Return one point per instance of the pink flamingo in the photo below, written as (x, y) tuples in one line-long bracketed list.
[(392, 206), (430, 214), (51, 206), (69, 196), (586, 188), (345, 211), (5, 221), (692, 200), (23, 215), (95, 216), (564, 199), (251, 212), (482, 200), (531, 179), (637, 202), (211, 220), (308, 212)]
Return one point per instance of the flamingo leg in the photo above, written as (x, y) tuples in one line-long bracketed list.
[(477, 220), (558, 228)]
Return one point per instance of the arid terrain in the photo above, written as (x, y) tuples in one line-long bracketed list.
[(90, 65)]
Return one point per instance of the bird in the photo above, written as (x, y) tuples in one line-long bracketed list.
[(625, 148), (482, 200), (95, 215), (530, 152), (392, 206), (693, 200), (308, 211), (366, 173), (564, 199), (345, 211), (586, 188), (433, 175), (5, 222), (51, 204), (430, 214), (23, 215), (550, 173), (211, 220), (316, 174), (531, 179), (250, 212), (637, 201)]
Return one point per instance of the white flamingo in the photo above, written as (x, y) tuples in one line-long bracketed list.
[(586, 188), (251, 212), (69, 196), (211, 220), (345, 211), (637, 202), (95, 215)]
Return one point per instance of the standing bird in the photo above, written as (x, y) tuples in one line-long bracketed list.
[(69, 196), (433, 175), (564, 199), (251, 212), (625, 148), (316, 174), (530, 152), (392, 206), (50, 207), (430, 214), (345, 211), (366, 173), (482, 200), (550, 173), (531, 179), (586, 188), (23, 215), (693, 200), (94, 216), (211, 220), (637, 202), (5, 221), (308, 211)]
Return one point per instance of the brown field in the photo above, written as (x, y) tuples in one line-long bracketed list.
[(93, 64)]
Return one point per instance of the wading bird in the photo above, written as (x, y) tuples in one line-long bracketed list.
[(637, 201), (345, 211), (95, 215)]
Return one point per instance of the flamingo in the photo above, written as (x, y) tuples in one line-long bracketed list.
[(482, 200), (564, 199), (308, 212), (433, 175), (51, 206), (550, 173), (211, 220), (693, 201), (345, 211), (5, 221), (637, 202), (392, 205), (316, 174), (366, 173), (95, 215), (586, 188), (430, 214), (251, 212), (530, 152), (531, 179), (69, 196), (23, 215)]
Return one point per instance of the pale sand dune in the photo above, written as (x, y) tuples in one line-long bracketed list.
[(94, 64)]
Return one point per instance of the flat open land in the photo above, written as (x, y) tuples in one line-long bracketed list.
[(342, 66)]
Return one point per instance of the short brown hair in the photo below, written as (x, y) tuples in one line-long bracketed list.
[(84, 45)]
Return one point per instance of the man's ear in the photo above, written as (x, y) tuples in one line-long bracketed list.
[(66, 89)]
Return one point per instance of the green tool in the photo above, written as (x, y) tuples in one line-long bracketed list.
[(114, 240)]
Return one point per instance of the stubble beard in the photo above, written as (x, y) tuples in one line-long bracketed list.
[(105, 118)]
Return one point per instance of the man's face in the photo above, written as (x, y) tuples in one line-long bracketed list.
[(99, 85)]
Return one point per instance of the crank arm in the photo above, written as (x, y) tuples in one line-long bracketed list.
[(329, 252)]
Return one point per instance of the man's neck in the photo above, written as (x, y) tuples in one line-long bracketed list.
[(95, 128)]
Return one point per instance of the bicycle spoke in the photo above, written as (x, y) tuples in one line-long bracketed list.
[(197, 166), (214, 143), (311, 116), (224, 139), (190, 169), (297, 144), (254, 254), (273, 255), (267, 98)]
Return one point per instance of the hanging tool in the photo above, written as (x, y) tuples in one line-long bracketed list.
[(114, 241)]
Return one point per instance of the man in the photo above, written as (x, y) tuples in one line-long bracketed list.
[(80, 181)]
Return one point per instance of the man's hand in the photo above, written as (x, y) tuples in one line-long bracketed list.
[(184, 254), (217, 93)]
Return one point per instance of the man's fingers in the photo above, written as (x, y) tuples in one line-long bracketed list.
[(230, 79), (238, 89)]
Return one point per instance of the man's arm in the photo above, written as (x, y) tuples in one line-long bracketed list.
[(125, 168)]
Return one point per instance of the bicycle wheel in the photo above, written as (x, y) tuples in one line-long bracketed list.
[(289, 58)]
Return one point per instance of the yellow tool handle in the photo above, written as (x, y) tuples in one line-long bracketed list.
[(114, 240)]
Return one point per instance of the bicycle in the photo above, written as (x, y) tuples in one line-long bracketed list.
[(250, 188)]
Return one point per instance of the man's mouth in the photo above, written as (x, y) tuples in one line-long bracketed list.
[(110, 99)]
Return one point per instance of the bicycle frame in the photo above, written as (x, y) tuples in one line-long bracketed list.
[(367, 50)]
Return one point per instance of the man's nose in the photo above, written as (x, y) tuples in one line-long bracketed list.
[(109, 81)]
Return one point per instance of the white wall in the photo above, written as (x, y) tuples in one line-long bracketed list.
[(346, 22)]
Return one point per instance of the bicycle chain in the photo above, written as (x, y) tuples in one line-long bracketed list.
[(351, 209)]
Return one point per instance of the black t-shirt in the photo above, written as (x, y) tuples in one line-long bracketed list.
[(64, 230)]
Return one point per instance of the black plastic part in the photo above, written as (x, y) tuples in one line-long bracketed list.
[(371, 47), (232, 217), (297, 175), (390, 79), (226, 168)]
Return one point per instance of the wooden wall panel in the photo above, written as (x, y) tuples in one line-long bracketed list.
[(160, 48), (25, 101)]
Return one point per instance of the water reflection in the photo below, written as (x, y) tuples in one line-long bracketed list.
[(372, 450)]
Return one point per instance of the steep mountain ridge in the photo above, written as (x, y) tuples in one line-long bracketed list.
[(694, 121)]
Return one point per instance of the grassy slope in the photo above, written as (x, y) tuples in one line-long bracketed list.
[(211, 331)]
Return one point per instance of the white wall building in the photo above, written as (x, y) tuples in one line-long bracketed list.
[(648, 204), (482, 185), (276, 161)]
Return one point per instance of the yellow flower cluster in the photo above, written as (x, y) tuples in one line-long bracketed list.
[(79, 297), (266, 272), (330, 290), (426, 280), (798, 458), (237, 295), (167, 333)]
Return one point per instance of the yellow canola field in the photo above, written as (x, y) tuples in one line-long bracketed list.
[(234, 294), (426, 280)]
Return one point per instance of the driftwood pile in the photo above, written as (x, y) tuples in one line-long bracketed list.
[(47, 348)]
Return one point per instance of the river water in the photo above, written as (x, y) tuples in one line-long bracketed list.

= = = =

• [Requirement] Whatever is in the entries above, write it out exactly.

• [Expected answer]
Return one point per instance of the pink flamingo in the photo below, written as (x, y) tuples in one line-long bracketed list.
[(392, 206), (430, 214), (51, 206), (69, 196), (586, 188), (345, 211), (5, 221), (692, 200), (23, 215), (95, 216), (564, 199), (251, 212), (482, 200), (531, 179), (637, 202), (211, 220), (308, 212)]
Return one point per instance of the flamingo leg in the photo above, written as (x, y) tuples in one line-long bracketed list.
[(477, 220), (558, 228)]
Return one point per instance of the arid terrain in the photo above, written as (x, y) tuples in one line-long bracketed list.
[(90, 65)]
Return one point per instance of the bird in the photo above, written as (x, y) tuples in one line-long bracketed list.
[(625, 148), (482, 200), (95, 215), (530, 152), (392, 206), (693, 200), (308, 211), (366, 173), (564, 199), (345, 211), (586, 188), (433, 175), (5, 222), (51, 204), (430, 214), (23, 215), (550, 173), (211, 220), (316, 174), (531, 179), (250, 212), (637, 201)]
Return one point per instance of the white flamingo in the photo above, written as (x, y) tuples in one line-long bracketed list.
[(586, 188), (251, 212), (69, 196), (211, 220), (345, 211), (637, 202), (95, 215)]
Return one point per instance of the standing bird in the photo above, written as (x, y) tuples in one line-long bracketed list.
[(69, 196), (433, 175), (564, 199), (251, 212), (625, 148), (316, 174), (530, 152), (392, 206), (50, 207), (430, 214), (345, 211), (366, 173), (482, 200), (550, 173), (531, 179), (586, 188), (23, 215), (693, 200), (94, 216), (211, 220), (637, 202), (5, 221), (308, 211)]
Return one point per instance of the brown field in the photo above, written as (x, y) tuples in one line-long bracketed list.
[(93, 64)]
Return one point per instance of the wading bird in the photo above, written as (x, y) tuples in one line-long bracketed list.
[(637, 201), (345, 211), (95, 215)]
Return one point per instance of the flamingo in the photo above, written as (x, y) tuples in one line-long bracketed list.
[(482, 200), (564, 199), (308, 212), (433, 175), (51, 206), (550, 173), (211, 220), (693, 201), (345, 211), (5, 221), (637, 202), (392, 205), (316, 174), (366, 173), (95, 215), (586, 188), (430, 214), (251, 212), (530, 152), (531, 179), (69, 196), (23, 215)]
Return one point per instance of the pale sand dune in the photo above, written as (x, y) tuples in one line-long bracketed list.
[(94, 64)]
Return one point per instance of the flat open land in the photo above, written as (x, y) tuples in one line-long bracketed list.
[(342, 66)]
Return one point per instance of the short brown hair in the photo below, written as (x, y) tuples in one line-long bracketed list.
[(84, 45)]
Return one point per instance of the man's ear in the photo above, written as (x, y) tuples in one line-long bracketed list.
[(66, 89)]
Return one point per instance of the green tool in the photo above, written as (x, y) tuples in one line-long bracketed list.
[(114, 240)]
Return one point per instance of the stubble beard in the photo above, written as (x, y) tuples in one line-long bracketed list.
[(105, 118)]
Return one point per instance of the man's face in the photo above, written as (x, y) tuples in one line-long bracketed list.
[(99, 85)]
Return one point per instance of the crank arm in the photo above, written as (x, y) tuples in one line-long bracketed list.
[(329, 252)]
Return one point per instance of the man's neck in the photo above, written as (x, y) tuples in one line-long bracketed list.
[(95, 128)]
Return one point per instance of the bicycle spoke in the photo above, written as (x, y) tuples in one line-long bracketed list.
[(197, 166), (214, 143), (311, 116), (224, 139), (190, 169), (297, 144), (254, 254), (273, 255), (267, 98)]
Return one point per instance of the hanging tool in the photo above, written as (x, y) tuples in one line-long bracketed list.
[(114, 241)]
Return one point per instance of the man in the photo above, written as (x, y) tuples in one line-long bracketed list.
[(80, 181)]
Return one point per instance of the man's hand in the photo above, written as (x, y) tuples in one line-long bracketed list.
[(184, 254), (217, 93)]
Return one point per instance of the man's fingers in the photo above, written as (x, y) tuples in one line-long bracketed list.
[(230, 79), (238, 89)]
Return one point per instance of the man's arm in the photo above, written as (x, y) tuples in one line-long bracketed list.
[(125, 168)]
Return one point per instance of the bicycle wheel in the photo above, written as (x, y) tuples in one line-long bracketed list.
[(289, 58)]
Return one point per instance of the yellow tool handle in the photo above, written as (x, y) tuples in one line-long bracketed list.
[(114, 240)]
Return one point per instance of the bicycle in the photo above, written as (x, y) tuples in one line-long bracketed list.
[(250, 188)]
Return one point per instance of the man's mouth in the photo above, written as (x, y) tuples in one line-long bracketed list.
[(110, 99)]
Return one point per instance of the bicycle frame in the photo above, written as (x, y) tuples in one line-long bracketed list.
[(367, 50)]
Return one point per instance of the man's nose in the photo above, written as (x, y) tuples in one line-long bracketed list.
[(109, 81)]
Return one point per instance of the white wall in the photo above, written as (x, y) tuples in one line-long bracketed list.
[(346, 22)]
Return one point per instance of the bicycle chain in the photo above, written as (x, y) tuples in one line-long bracketed list.
[(351, 209)]
Return one point per instance of the black t-shirt in the photo above, written as (x, y) tuples in one line-long bracketed list.
[(64, 230)]
Return one point per instance of the black plastic part in the photo above, written as (x, y) tuples in one line-long bracketed list.
[(371, 47), (232, 217), (297, 175), (390, 79), (226, 168)]
Return one point per instance of the wooden wall panel in the photo above, written as (x, y) tuples in one line-long bracketed list.
[(160, 48), (25, 101)]
Return one point per instance of the water reflection in the photo below, written as (x, y) tuples in one line-long bracketed list.
[(372, 450)]
Return one point per instance of the steep mountain ridge in the photo above, written as (x, y) tuples in one line-long bracketed list.
[(694, 121)]
Return one point per instance of the grassy slope in the photo above, written as (x, y) tuples in one line-long bracketed list.
[(211, 331)]
Return one point per instance of the white wall building in the photo above, written as (x, y) tuples in one line-long bracketed list.
[(648, 204), (482, 185), (276, 161)]
Return one point per instance of the yellow flower cluster in the photo above, written as (x, y) tuples in one line-long bracketed list.
[(79, 297), (266, 272), (330, 290), (426, 280), (798, 458), (237, 295), (167, 333)]
Return one point per instance of the yellow canola field in the photo above, written as (x, y) tuples in one line-long bracketed list.
[(234, 294), (426, 280)]
Return one point per instance of the driftwood pile in the photo above, written as (x, y) tuples in one line-long bracketed list.
[(47, 348)]
Return one point per instance of the river water in the photo above, written as (x, y) tuples in one line-long bracketed list.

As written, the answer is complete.